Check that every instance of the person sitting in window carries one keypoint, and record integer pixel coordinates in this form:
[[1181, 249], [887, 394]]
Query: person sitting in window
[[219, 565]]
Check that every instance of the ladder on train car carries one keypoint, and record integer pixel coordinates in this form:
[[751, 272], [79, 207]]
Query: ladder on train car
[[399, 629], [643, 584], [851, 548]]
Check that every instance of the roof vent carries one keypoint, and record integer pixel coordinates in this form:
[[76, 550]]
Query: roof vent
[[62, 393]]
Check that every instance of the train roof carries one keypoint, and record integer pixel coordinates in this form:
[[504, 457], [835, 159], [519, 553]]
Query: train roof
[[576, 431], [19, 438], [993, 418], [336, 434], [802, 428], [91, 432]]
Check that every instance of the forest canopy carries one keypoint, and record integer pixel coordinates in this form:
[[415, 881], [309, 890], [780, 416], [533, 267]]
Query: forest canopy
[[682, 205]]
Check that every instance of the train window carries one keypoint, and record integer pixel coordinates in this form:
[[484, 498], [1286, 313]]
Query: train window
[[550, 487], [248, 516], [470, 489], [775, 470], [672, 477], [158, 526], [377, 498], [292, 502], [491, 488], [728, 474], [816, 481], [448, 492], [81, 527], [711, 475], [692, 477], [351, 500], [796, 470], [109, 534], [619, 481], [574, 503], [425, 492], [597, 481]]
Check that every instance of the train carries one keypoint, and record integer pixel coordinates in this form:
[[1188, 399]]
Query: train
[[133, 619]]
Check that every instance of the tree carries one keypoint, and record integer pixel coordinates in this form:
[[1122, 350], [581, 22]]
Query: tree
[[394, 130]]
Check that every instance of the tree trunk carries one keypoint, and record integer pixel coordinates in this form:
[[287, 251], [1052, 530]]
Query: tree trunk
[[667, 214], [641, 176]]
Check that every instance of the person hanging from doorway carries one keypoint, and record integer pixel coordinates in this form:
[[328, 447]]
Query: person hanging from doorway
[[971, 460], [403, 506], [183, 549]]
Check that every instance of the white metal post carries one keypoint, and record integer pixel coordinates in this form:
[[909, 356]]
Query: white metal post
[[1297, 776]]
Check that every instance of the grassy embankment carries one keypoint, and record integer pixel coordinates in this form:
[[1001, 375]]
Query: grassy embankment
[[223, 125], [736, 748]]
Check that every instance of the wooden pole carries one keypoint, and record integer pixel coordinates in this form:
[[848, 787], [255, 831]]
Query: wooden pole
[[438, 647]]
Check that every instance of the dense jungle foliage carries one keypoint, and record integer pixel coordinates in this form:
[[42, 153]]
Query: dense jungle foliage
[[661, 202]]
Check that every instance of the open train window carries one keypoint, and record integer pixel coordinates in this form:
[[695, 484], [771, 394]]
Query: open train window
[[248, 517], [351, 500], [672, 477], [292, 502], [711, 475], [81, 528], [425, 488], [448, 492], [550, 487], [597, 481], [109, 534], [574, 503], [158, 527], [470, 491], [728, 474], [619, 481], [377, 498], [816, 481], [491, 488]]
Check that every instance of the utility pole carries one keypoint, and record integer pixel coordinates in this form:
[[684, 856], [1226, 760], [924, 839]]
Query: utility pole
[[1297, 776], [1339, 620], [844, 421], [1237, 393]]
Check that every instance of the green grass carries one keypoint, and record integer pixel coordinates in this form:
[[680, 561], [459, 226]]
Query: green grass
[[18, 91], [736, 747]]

+++

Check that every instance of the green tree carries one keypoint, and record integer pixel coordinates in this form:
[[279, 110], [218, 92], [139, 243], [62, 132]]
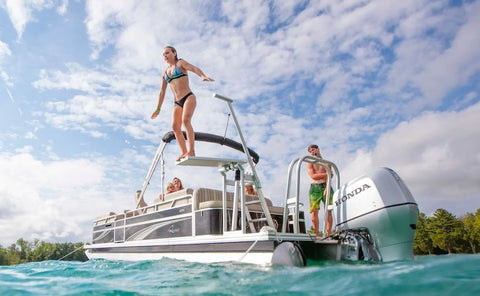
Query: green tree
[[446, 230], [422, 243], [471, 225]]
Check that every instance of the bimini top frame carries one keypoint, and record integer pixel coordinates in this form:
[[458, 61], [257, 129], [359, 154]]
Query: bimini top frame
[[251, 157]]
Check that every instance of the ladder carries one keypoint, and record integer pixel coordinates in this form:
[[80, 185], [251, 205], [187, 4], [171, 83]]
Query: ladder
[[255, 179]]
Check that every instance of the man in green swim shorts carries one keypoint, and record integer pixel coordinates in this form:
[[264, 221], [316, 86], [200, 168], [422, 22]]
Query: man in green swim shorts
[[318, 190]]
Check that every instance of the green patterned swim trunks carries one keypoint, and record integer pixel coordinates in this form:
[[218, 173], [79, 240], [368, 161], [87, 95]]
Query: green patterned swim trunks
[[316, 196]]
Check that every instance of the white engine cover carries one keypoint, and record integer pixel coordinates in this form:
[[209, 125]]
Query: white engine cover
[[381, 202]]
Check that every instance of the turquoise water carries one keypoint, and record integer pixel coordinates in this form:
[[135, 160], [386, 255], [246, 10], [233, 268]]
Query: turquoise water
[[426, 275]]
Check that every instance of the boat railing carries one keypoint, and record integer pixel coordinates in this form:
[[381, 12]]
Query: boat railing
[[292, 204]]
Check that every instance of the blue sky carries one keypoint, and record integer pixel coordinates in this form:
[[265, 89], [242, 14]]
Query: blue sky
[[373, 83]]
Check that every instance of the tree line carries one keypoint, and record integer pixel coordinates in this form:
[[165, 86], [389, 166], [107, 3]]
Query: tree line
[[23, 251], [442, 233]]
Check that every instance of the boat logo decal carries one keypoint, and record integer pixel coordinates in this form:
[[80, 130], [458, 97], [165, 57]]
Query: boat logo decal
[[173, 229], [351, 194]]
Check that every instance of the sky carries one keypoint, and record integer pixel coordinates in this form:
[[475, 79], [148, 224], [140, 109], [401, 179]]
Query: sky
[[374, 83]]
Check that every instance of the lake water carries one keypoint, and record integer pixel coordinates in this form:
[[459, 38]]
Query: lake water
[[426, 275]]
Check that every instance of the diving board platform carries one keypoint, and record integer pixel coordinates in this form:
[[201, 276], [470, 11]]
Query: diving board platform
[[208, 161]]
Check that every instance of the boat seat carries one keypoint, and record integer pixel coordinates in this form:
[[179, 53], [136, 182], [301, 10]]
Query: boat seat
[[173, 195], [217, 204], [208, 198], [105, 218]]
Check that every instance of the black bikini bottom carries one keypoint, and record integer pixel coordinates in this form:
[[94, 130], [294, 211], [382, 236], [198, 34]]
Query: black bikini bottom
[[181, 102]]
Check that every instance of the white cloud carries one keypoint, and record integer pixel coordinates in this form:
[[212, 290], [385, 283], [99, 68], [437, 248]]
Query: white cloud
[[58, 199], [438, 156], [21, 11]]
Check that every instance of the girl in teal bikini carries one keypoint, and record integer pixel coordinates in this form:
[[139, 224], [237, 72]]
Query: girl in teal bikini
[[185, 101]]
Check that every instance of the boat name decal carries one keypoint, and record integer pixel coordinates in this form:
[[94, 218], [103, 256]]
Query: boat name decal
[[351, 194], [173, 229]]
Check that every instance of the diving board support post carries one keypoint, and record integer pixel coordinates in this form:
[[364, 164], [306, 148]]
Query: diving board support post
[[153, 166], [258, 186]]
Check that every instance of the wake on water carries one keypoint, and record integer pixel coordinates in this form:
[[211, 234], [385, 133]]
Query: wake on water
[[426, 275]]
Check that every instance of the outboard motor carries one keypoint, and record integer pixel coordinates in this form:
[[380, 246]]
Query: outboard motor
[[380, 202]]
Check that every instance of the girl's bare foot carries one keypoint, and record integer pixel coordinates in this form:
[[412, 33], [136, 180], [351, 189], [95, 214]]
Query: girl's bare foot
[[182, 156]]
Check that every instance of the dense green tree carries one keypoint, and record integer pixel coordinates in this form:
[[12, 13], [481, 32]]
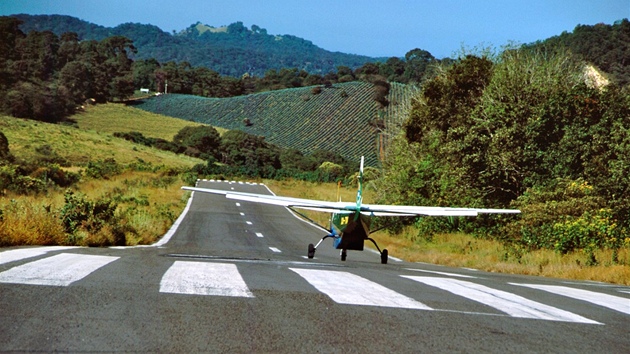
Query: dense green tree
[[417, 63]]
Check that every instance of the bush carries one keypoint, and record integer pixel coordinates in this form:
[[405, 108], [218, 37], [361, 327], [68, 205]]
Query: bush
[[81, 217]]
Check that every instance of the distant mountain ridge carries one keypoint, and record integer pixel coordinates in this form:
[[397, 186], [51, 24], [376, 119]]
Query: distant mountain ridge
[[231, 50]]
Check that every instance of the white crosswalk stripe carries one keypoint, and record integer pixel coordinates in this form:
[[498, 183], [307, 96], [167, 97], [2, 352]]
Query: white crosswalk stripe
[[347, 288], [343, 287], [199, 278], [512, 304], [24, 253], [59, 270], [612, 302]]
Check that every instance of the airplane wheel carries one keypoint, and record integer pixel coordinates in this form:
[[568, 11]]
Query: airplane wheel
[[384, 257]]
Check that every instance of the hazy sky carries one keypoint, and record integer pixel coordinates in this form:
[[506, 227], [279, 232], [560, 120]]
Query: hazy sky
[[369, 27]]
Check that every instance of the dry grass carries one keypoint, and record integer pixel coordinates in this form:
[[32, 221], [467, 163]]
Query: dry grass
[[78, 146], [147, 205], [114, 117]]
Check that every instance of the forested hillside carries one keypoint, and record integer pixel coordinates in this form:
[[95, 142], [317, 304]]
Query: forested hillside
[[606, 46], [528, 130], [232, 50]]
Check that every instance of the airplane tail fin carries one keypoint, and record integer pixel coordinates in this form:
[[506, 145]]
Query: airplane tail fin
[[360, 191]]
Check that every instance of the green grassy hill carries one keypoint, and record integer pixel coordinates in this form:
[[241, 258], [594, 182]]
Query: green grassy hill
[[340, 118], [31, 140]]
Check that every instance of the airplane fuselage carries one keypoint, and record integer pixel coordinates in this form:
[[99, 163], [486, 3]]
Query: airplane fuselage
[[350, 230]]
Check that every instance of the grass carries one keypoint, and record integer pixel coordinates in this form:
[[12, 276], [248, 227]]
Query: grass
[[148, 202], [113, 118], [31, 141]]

+++

**Aim**:
Render the items from the line with "Check that every instance of the person sitting" to the line with "[[399, 629], [643, 584], [851, 548]]" as a JSON list of strings, one string per line, leaving out blank lines.

**Right answer**:
[
  "Check that every instance of the person sitting in window carries one keypoint, and record integer pixel coordinates in this form:",
  "[[1181, 249], [887, 394]]",
  "Query: person sitting in window",
  "[[219, 565]]",
  "Check that every instance of the ladder on train car carries one keypoint, and record integer pixel coordinates in this form:",
  "[[751, 272], [79, 207]]",
  "Query: ladder on train car",
  "[[399, 629], [643, 584], [851, 548]]"
]